Exactly the lines from the one with "Task: indicate one point on every instance of the brown stem" to the end of the entries should appear in your answer, retyped word for word.

=-=-=

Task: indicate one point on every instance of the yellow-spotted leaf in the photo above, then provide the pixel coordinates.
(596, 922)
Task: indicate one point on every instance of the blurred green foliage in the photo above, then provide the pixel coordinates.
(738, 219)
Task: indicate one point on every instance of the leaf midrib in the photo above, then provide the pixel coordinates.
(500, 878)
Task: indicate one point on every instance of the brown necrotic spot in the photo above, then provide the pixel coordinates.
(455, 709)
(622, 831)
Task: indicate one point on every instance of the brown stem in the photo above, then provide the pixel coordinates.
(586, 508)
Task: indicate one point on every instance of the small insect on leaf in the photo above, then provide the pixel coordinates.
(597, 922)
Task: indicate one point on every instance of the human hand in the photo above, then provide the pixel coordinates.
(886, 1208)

=-=-=

_REPLY_
Task: indicate one point on every instance of the brown stem in the photo above, then provide the pixel coordinates.
(586, 508)
Task: indicate one point on every instance of the small insect on leaf in the photo above, then provide the pixel coordinates.
(597, 922)
Task: indicate one point on every instance of the human hand in the photo above, then provide the pixel coordinates.
(886, 1208)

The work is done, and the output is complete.